### [Dataset items]
--- START ---

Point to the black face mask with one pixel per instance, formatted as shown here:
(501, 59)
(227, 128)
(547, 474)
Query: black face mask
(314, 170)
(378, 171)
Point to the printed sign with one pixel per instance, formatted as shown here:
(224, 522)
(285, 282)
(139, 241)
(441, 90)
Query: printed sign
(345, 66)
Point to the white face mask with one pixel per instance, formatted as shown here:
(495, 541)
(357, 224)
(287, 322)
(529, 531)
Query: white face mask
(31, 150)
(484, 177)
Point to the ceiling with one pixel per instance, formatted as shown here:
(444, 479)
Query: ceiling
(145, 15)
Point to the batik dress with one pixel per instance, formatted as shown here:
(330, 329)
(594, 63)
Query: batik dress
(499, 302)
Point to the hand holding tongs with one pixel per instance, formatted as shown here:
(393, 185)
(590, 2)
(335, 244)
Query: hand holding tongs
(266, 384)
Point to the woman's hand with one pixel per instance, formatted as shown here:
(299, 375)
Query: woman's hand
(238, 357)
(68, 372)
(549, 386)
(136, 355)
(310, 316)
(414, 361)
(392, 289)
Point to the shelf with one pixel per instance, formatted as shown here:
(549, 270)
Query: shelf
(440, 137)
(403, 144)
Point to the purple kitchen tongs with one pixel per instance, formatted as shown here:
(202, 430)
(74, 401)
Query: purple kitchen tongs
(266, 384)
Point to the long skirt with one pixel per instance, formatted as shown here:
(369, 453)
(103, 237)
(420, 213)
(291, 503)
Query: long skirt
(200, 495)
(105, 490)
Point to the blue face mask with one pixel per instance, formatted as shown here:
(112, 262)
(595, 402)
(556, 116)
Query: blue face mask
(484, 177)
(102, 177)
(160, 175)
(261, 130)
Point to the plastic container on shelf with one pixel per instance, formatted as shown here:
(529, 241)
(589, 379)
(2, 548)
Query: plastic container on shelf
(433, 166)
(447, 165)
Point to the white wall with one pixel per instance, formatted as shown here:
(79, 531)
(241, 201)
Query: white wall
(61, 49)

--- END ---

Every entry above should be returned exactly as written.

Point to the black face mask with one pixel per instance, formatted as shown here:
(501, 59)
(227, 128)
(547, 474)
Query: black face mask
(314, 170)
(378, 171)
Point to the printed sign with one pixel per instance, formatted as shown here:
(224, 522)
(285, 282)
(139, 241)
(441, 90)
Query: printed sign
(345, 66)
Point to the white face mask with one pixel per instance, formatted as shown here:
(495, 541)
(357, 224)
(287, 322)
(529, 531)
Query: white face mask
(31, 150)
(484, 177)
Point to the ceiling with one pixel per instance, formatted as shown here:
(444, 479)
Query: ceiling
(145, 15)
Point to the batik dress with one pixel per instance, formatted as shown here:
(330, 329)
(594, 63)
Query: batik dress
(499, 302)
Point to the hand holding tongs with one pixel per instance, formatted as shown here:
(393, 185)
(590, 2)
(335, 244)
Query: hand holding tongs
(266, 384)
Point to the woman's hand with one pixel per instance, formatted as shown here:
(299, 375)
Query: woman's hand
(238, 357)
(68, 372)
(549, 386)
(136, 355)
(310, 316)
(414, 361)
(392, 289)
Point to the shelf with one pixel per instance, formatted as shown here:
(549, 270)
Query: shelf
(440, 137)
(403, 144)
Point to the purple kitchen tongs with one pixel per instance, formatted as shown here:
(202, 430)
(74, 401)
Query: purple kitchen tongs
(266, 384)
Point to the long skirt with one pixel per instance, formatted as shown here:
(369, 453)
(103, 237)
(420, 213)
(291, 503)
Query: long skirt
(200, 495)
(105, 490)
Point to the blue face mask with one pixel per instance, formatted as shown here:
(112, 262)
(595, 402)
(556, 116)
Query: blue face mask
(484, 177)
(102, 177)
(160, 175)
(261, 130)
Point to the plastic container on shelf with one pixel per instance, formatted as shown here:
(529, 241)
(589, 379)
(2, 548)
Query: plastic container on shelf
(433, 166)
(447, 165)
Point to the white wall with one pixel per instance, formatted as shown here:
(79, 531)
(241, 201)
Query: white wall
(61, 49)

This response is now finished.